(WHAT YOU NEED TO DO): The answer is to consist only of an exact retyping of the lines from the one containing "109L41 113L43 111L50" to the end of the entries, without pictures.

(Dataset entries):
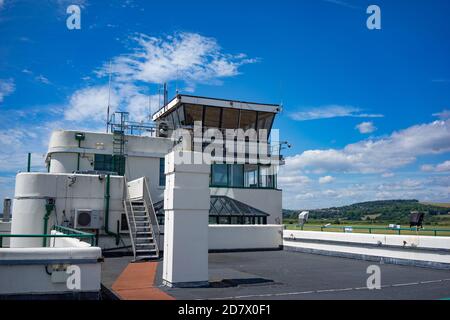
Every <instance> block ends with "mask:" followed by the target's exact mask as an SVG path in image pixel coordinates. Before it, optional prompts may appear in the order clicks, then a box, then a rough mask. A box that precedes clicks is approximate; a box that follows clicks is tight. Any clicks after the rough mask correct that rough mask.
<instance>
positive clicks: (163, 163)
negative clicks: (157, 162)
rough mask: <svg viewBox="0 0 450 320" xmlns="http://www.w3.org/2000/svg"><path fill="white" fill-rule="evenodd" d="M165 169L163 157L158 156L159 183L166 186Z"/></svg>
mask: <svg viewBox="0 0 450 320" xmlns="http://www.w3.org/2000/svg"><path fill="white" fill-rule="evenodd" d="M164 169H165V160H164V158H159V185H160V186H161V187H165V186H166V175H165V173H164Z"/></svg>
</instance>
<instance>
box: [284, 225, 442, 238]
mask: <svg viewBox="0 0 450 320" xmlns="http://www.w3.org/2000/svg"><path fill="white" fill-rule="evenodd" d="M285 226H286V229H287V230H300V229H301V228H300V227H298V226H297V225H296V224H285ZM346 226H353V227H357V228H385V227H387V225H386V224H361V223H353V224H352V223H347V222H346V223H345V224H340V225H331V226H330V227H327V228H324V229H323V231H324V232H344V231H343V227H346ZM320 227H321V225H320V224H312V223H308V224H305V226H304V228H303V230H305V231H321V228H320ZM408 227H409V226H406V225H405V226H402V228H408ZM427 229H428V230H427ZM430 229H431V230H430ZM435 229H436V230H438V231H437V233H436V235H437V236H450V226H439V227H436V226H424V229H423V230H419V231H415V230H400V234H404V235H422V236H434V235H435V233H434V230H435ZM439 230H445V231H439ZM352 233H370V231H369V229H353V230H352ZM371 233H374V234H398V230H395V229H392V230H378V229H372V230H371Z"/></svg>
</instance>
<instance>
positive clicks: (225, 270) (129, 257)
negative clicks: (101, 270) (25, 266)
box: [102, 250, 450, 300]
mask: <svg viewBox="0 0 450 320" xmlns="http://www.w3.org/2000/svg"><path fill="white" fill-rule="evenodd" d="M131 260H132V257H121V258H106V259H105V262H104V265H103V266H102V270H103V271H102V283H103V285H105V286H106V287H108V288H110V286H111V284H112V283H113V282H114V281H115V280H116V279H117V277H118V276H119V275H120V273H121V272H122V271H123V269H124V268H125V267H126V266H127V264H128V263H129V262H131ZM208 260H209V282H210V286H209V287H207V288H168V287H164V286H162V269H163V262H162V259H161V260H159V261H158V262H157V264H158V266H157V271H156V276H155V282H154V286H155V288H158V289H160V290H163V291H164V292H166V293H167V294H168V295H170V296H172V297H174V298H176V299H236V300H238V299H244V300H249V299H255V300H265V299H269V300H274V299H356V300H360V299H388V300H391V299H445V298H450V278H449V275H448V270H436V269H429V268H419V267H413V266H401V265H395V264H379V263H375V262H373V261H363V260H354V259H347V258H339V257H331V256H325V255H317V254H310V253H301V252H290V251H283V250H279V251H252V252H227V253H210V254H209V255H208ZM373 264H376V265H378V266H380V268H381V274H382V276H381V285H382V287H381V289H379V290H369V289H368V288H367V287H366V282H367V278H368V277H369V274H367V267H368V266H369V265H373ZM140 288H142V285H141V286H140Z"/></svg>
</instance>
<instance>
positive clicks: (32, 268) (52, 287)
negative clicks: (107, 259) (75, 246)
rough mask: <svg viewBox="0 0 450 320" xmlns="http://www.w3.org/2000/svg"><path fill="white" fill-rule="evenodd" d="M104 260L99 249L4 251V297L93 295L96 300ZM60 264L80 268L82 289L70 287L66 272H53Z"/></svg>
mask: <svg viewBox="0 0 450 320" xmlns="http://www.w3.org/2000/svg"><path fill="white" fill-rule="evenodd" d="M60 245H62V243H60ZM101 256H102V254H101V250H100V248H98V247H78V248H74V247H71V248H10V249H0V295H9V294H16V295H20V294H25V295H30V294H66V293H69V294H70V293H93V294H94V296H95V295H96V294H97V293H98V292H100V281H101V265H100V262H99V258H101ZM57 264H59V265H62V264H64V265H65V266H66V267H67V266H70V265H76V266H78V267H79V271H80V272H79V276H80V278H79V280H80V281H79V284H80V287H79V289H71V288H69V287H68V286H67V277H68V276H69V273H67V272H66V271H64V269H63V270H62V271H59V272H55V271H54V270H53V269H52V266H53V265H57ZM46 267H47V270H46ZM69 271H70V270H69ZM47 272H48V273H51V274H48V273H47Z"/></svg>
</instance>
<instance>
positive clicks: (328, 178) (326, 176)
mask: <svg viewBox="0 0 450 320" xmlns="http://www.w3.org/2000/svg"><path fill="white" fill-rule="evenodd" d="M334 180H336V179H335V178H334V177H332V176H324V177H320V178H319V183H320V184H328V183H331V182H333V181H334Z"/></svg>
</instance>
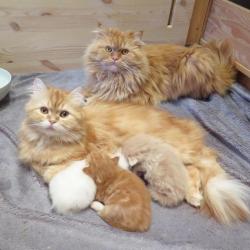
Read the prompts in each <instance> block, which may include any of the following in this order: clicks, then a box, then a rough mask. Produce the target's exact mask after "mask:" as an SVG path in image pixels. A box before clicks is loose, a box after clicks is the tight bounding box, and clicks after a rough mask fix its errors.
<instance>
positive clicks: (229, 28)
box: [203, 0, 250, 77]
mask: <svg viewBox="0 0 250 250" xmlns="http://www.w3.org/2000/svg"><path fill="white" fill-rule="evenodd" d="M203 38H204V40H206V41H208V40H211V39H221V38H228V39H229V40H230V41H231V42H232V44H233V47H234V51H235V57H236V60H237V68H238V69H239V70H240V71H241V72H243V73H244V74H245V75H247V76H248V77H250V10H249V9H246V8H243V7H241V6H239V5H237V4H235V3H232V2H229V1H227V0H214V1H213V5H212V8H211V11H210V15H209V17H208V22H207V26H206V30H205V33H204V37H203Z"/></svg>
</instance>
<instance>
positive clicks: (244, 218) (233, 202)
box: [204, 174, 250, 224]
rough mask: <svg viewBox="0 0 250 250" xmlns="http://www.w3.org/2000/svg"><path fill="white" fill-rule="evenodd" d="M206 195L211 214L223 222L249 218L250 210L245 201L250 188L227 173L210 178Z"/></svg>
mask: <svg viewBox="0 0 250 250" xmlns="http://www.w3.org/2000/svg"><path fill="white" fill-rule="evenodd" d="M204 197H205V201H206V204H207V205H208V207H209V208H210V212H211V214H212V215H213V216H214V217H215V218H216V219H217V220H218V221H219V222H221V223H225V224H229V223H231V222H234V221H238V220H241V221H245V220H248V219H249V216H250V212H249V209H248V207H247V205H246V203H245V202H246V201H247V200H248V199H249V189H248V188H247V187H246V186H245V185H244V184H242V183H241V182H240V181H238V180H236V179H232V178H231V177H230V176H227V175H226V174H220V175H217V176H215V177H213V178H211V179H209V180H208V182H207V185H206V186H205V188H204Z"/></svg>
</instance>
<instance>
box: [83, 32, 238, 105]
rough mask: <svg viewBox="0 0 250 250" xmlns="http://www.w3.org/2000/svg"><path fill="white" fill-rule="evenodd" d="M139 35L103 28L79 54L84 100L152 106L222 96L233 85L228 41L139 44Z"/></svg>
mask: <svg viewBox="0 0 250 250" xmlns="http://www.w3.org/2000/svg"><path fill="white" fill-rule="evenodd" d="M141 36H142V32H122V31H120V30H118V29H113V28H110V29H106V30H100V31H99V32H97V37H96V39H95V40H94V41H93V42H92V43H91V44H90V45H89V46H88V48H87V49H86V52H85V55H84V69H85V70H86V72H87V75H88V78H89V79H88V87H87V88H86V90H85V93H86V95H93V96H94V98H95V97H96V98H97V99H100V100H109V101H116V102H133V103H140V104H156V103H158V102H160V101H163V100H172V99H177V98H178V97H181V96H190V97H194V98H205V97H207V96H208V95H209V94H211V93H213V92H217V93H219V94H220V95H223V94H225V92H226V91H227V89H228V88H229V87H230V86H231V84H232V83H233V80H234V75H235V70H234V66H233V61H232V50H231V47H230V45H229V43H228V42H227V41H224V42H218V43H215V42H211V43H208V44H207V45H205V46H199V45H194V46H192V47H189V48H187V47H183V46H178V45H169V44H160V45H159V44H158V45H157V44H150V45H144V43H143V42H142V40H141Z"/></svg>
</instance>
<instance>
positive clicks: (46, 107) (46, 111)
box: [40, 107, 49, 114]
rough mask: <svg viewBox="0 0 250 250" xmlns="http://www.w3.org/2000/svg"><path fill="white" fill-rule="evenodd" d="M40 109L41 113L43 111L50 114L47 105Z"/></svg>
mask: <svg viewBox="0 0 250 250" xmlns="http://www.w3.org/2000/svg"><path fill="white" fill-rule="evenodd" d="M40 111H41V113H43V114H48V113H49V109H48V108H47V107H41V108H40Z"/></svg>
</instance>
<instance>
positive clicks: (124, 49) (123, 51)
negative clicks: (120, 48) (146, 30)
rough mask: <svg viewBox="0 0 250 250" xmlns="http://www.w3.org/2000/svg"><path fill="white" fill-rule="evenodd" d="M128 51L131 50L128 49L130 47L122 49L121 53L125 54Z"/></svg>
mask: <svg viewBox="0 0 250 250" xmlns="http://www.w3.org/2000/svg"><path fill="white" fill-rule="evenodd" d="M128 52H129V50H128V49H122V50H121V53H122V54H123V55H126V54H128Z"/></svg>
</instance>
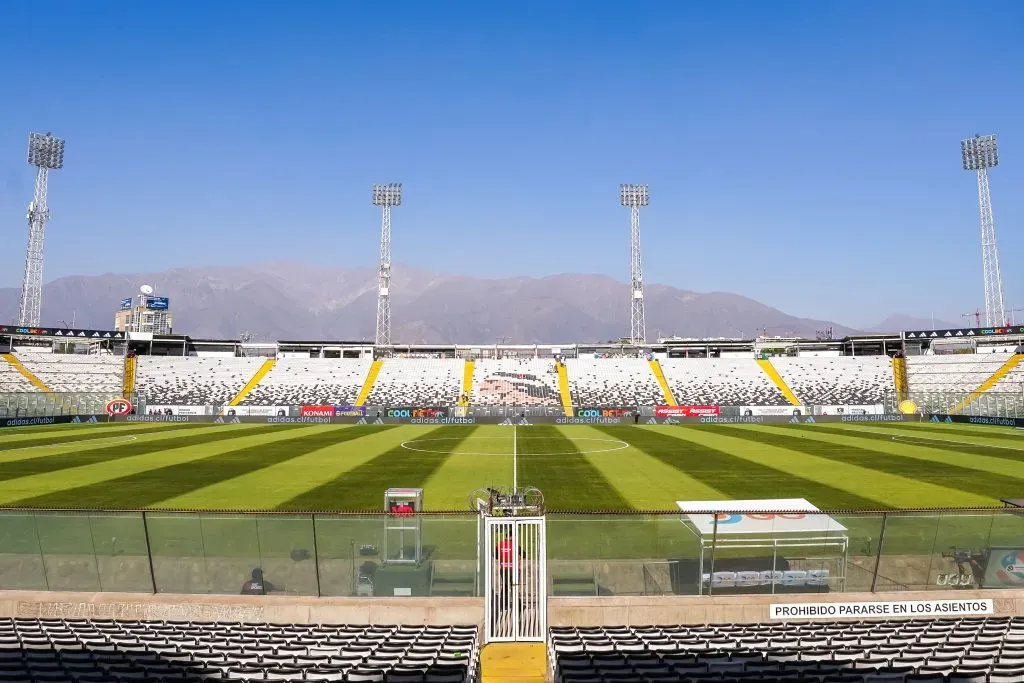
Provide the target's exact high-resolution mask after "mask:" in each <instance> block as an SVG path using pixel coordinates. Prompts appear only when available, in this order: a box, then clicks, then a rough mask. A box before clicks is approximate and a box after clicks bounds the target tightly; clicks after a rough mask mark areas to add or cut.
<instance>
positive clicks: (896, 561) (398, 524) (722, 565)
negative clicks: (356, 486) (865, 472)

(TASK RESULT):
rough mask: <svg viewBox="0 0 250 250" xmlns="http://www.w3.org/2000/svg"><path fill="white" fill-rule="evenodd" d="M40 109L41 113L43 111L50 114L47 105Z"/></svg>
mask: <svg viewBox="0 0 250 250" xmlns="http://www.w3.org/2000/svg"><path fill="white" fill-rule="evenodd" d="M40 111H41V113H43V114H48V113H49V109H48V108H47V107H41V108H40Z"/></svg>
</instance>
<instance>
positive clicks: (124, 49) (123, 51)
negative clicks: (120, 48) (146, 30)
rough mask: <svg viewBox="0 0 250 250" xmlns="http://www.w3.org/2000/svg"><path fill="white" fill-rule="evenodd" d="M128 51L131 50L128 49L130 47L122 49L121 53L125 54Z"/></svg>
mask: <svg viewBox="0 0 250 250" xmlns="http://www.w3.org/2000/svg"><path fill="white" fill-rule="evenodd" d="M128 52H129V50H128V49H122V50H121V53H122V54H123V55H126V54H128Z"/></svg>
</instance>
Provide the target's exact high-resolution mask after "mask:" in each <instance> block as an SVG path using pixel coordinates. Prompts appear only when available, in this order: a box, then clicks, then a rough mask. A box before clicks is approximate and a box after clicks bounds the target tightly; clicks after a rough mask mark areas to add or cut.
<instance>
positive clicks: (896, 561) (398, 524) (722, 565)
negative clicks: (356, 486) (865, 472)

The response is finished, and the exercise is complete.